=== Excerpted text ===

Cultural variation in behavioral response to parturition: Childbirth in Fiji

Type Journal Article - Medical anthropology
Title Cultural variation in behavioral response to parturition: Childbirth in Fiji
Author(s)
Volume 12
Issue 1
Publication (Day/Month/Year) 1989
Page numbers 35-54
URL http://iotmb.org/wp-content/uploads/2015/10/Nursing-Research-Using-Ethnography-De-Chesnay-Mary-SRG-_​2.pdf#page=317
Abstract
Due to the pain and suffering of labor and the possibility of life-threatening
complications, childbirth is considered a time of acute physiological
stress for both the mother and the infant and a time of psychological stress
for the mother, family, and community. As the timing of the birth event is
relatively predictable, all cultures have responded to the risk of birth by
developing methods of caring for the pregnant and parturient woman. All
cultures have allocated the specialist role of the management of labor to the
traditional birth attendant (TBA). Many practices have developed to minimize
the risks to the mother and the infant. Similarly, perinatal explanatory
beliefs have developed to reduce the psychological stress of childbirth. These
beliefs are congruent with the broader cultural context (Mead & Newton,
1967; Wellin, 1978).

=== Listed records ===

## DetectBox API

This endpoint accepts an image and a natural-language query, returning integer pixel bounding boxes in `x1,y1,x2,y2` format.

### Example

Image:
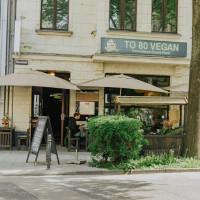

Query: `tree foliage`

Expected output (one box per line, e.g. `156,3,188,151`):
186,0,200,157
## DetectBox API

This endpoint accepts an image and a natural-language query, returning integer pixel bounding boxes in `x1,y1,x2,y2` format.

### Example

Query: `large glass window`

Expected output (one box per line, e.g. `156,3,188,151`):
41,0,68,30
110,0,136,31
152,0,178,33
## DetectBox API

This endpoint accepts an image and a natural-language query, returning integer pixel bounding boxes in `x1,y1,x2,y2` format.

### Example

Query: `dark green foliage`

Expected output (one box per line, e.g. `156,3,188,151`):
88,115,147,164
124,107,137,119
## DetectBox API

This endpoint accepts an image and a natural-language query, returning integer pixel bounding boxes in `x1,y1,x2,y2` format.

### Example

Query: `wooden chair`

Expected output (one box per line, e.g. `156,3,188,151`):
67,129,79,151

===
=== Listed records ===

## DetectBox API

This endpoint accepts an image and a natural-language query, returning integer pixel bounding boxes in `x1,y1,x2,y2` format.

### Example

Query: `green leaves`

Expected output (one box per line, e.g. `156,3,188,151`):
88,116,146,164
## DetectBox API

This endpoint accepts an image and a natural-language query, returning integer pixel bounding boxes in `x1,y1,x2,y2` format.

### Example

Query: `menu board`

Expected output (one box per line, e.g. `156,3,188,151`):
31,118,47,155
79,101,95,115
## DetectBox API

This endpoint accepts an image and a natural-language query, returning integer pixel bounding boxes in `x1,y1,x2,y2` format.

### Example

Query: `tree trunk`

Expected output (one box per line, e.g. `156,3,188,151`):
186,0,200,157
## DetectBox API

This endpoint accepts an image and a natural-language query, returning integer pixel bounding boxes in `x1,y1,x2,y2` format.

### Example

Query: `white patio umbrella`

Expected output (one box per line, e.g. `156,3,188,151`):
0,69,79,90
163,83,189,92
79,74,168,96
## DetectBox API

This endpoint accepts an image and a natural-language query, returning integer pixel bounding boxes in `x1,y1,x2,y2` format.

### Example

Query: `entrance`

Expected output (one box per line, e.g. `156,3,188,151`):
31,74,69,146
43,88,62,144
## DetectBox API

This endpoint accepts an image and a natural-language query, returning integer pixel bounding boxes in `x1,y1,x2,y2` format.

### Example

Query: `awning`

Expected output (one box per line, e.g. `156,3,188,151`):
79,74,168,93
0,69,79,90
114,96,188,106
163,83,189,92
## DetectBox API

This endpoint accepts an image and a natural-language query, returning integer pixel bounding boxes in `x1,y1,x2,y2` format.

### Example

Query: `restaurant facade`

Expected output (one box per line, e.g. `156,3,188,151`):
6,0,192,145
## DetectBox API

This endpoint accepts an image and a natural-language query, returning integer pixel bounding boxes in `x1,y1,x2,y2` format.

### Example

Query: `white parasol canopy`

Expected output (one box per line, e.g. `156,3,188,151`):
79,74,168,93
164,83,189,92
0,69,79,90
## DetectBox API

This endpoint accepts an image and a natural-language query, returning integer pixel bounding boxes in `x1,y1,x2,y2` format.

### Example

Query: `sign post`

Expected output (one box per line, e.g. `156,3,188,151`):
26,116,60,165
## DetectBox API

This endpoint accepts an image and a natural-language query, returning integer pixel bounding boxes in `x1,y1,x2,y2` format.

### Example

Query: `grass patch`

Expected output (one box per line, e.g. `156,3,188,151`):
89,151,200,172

===

Prompt
Continue the abstract on childbirth in Fiji from where it stops.

The answer
In spite of the interest in traditional birth practices over the past
decade, the majority of existing research consists of descriptive ethnographic
accounts of the birthing process (e.g., Kay, 1982; MacCormack, 1982). Few
researchers have conducted comparative studies and attempted theoretical
explanations for birthing practices. This study, examining childbirth in Fiji,
compares and contrasts the culturally specifi c methods used during childbirth
to control pain and to reduce the risk of injury to the mother and the
infant and examines the maternal response to pain.